STATED GOAL: Pull out every line in the entries below that contains the string "canopy", matching case exactly.

RECORDS PROVIDED:
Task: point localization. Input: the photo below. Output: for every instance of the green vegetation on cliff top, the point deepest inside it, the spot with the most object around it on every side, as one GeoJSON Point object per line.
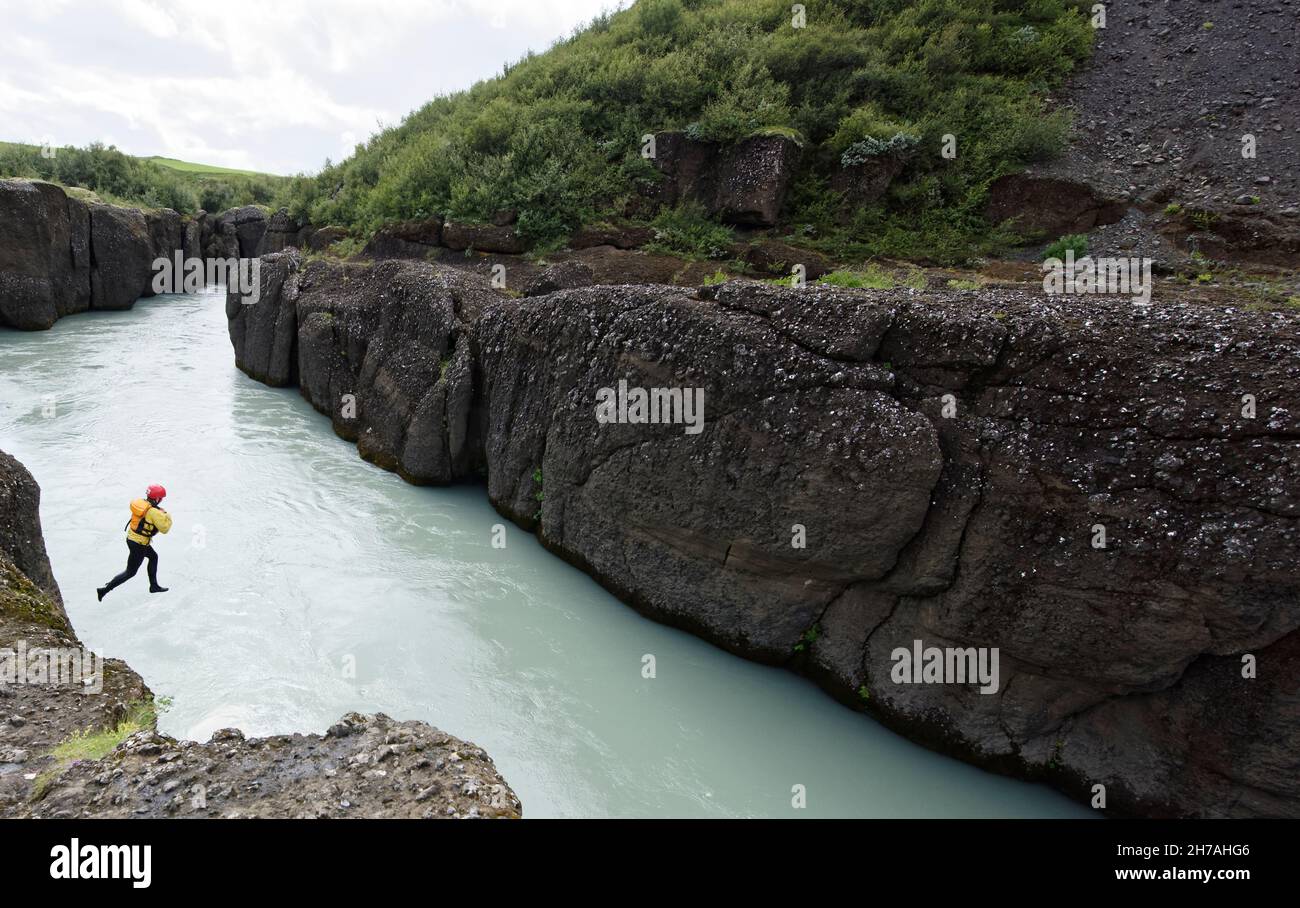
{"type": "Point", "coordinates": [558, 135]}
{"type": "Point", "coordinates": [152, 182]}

---

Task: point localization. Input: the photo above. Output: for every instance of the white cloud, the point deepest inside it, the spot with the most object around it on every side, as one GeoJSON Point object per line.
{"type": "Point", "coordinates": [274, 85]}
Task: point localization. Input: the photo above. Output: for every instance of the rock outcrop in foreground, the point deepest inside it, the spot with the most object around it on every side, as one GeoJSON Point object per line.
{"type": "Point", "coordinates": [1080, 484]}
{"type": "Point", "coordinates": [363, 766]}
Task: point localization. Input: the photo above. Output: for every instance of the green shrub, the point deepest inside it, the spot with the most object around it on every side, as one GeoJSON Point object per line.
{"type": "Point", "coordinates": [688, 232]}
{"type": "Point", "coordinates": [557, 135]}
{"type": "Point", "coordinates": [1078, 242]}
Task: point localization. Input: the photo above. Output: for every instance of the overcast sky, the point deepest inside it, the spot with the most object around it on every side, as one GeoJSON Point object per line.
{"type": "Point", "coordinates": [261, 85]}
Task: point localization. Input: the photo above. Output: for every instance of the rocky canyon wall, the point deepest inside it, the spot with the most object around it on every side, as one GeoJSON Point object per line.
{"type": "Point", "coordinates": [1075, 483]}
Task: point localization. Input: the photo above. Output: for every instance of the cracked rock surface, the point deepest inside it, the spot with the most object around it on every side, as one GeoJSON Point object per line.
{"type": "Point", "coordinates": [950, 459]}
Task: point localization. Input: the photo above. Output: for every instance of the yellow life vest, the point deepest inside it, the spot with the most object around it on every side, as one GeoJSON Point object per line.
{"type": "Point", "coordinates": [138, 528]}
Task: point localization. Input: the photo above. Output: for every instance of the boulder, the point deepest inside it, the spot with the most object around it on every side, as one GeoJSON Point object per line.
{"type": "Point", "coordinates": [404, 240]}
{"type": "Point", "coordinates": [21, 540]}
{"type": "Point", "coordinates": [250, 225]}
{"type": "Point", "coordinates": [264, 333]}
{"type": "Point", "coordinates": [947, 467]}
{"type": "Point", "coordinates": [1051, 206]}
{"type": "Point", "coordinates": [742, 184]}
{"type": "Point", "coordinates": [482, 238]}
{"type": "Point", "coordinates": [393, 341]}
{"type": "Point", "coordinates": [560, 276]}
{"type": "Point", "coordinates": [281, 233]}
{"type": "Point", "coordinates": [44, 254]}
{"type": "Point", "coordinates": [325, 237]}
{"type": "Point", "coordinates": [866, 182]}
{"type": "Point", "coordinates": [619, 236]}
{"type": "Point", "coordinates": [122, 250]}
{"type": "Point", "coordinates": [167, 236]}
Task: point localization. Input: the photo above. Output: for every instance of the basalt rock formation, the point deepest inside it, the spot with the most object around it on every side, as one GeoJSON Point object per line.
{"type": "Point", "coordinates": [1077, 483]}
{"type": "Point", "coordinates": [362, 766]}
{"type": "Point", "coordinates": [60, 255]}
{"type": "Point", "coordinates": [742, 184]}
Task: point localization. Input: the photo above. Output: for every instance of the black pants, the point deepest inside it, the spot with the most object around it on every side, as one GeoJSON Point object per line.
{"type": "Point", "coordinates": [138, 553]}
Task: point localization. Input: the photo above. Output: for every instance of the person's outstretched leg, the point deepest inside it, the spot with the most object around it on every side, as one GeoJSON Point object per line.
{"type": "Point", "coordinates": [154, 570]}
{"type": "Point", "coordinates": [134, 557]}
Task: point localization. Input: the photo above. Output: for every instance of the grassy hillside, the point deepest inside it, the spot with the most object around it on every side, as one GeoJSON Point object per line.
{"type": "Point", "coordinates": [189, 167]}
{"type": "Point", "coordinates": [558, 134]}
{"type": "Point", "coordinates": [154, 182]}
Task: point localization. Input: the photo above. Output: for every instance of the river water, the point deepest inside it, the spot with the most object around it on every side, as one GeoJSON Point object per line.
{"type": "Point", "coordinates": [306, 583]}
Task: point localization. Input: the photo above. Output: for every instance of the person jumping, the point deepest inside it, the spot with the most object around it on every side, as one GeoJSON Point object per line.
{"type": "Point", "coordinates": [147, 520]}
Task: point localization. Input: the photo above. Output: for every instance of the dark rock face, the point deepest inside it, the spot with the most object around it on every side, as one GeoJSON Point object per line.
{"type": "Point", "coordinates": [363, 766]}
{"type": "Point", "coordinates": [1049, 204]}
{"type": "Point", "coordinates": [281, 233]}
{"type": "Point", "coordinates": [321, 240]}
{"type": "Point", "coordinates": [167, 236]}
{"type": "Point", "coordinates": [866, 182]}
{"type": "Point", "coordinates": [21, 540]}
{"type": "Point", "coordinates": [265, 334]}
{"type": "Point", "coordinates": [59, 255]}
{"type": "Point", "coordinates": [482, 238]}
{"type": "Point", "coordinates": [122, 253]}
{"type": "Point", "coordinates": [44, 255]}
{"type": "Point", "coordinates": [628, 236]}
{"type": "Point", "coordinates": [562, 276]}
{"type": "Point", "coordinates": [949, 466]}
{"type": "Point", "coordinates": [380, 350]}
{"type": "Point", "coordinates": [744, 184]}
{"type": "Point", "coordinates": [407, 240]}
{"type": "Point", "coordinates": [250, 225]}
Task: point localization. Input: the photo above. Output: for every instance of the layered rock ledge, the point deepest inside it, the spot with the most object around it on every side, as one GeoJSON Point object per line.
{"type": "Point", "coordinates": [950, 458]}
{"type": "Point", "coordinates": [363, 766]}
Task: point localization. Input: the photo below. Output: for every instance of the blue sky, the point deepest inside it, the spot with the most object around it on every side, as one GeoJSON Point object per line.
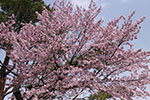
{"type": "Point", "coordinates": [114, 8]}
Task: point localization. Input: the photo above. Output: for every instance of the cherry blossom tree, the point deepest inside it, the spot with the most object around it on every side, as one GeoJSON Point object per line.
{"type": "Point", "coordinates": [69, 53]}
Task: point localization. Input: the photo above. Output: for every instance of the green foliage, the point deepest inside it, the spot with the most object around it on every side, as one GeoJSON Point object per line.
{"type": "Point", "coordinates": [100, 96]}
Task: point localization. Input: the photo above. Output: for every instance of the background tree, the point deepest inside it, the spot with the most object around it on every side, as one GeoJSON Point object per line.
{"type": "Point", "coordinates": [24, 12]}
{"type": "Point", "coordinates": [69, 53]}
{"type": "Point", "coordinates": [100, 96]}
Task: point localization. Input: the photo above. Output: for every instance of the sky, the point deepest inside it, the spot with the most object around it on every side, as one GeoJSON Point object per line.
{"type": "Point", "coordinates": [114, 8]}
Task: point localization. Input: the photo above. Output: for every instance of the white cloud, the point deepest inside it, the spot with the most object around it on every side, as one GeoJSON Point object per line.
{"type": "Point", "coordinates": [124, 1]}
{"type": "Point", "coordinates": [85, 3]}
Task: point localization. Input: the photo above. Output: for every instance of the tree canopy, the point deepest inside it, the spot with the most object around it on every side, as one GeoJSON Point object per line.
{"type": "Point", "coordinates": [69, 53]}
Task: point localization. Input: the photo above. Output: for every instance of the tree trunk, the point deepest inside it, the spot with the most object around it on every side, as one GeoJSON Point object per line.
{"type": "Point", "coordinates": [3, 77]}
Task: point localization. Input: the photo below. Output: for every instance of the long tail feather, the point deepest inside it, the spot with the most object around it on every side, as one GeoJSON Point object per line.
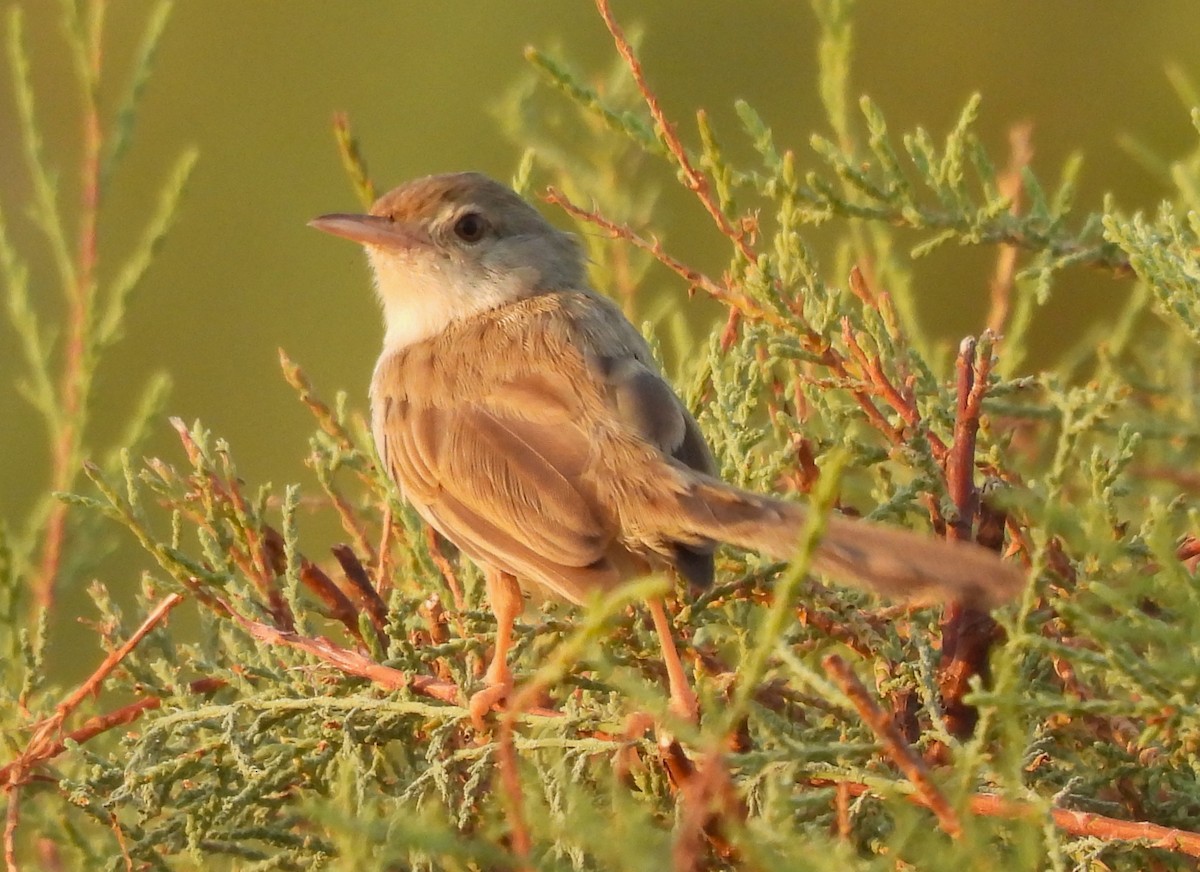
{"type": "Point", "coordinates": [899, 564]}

...

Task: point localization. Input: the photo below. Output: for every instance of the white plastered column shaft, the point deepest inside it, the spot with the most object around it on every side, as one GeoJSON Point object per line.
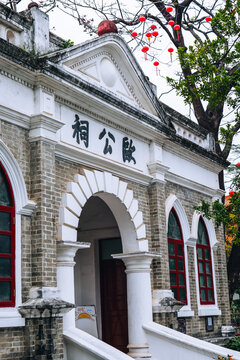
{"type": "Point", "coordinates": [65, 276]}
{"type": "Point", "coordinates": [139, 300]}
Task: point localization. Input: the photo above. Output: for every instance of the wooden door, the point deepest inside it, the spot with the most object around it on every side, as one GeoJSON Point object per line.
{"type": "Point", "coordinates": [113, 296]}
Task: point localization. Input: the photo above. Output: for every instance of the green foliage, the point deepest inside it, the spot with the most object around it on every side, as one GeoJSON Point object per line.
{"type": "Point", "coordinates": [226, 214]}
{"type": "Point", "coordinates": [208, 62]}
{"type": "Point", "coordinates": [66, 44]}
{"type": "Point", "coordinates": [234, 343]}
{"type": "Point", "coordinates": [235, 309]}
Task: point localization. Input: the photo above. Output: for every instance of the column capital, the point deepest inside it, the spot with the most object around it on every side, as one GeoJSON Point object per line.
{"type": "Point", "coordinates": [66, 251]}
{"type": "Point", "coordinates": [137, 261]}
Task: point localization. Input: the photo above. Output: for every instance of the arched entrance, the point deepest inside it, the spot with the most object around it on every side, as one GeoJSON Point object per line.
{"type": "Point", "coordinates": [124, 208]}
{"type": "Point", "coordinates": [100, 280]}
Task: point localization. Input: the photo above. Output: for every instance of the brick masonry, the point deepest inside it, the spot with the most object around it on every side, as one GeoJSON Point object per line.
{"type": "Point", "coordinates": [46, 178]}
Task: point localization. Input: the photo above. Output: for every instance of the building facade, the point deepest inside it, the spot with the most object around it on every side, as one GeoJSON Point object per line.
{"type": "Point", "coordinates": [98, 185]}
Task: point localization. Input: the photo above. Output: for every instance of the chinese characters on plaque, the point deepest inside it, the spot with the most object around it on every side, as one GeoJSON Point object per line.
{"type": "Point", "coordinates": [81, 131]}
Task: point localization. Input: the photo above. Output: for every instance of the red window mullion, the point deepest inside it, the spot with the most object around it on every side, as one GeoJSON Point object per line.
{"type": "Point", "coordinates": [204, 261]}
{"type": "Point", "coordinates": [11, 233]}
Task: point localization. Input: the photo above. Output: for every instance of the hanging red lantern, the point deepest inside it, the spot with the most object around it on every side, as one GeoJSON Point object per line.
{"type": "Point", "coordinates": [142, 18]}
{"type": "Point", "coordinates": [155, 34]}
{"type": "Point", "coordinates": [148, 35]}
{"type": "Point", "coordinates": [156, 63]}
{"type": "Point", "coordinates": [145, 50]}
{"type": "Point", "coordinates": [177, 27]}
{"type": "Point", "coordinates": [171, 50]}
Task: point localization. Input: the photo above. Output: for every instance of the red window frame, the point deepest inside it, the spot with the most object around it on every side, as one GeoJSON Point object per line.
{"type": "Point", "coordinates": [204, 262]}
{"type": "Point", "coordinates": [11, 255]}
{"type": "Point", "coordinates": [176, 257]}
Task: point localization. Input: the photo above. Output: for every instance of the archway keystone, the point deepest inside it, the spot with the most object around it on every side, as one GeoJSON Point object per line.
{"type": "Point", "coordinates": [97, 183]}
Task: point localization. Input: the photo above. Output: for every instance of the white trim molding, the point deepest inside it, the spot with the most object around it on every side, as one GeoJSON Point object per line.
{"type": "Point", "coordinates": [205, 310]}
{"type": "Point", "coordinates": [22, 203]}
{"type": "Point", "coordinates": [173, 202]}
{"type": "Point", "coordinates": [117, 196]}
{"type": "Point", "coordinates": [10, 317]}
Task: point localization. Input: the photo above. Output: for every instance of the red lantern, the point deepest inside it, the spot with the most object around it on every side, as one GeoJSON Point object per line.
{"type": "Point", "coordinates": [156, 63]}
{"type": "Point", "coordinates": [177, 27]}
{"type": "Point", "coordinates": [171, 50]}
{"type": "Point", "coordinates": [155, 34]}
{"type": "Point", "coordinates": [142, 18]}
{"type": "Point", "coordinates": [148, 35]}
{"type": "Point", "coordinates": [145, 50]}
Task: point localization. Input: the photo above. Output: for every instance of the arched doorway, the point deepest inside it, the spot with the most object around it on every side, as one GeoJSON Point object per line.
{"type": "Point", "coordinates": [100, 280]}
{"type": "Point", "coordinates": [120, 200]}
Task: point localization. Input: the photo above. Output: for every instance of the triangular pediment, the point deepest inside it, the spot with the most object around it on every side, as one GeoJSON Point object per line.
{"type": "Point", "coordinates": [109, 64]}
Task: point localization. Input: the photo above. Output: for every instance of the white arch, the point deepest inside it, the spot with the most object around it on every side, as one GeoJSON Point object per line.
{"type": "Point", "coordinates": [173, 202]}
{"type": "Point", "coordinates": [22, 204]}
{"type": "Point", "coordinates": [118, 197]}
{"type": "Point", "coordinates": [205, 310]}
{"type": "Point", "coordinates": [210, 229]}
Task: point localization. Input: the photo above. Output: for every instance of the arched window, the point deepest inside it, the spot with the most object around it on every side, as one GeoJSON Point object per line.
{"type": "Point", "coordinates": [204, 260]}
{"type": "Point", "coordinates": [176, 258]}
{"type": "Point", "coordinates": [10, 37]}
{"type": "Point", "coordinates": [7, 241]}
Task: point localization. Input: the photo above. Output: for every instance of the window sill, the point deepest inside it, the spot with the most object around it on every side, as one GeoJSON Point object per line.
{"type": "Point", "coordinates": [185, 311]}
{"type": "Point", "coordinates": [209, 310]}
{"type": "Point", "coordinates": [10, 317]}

OUTPUT:
Task: point localization. Input: the photo above. Output: for every instance of the tree canopy, the point deepest inside it, the spot with the most object around it on every side, as one GeoJSON Point object per line.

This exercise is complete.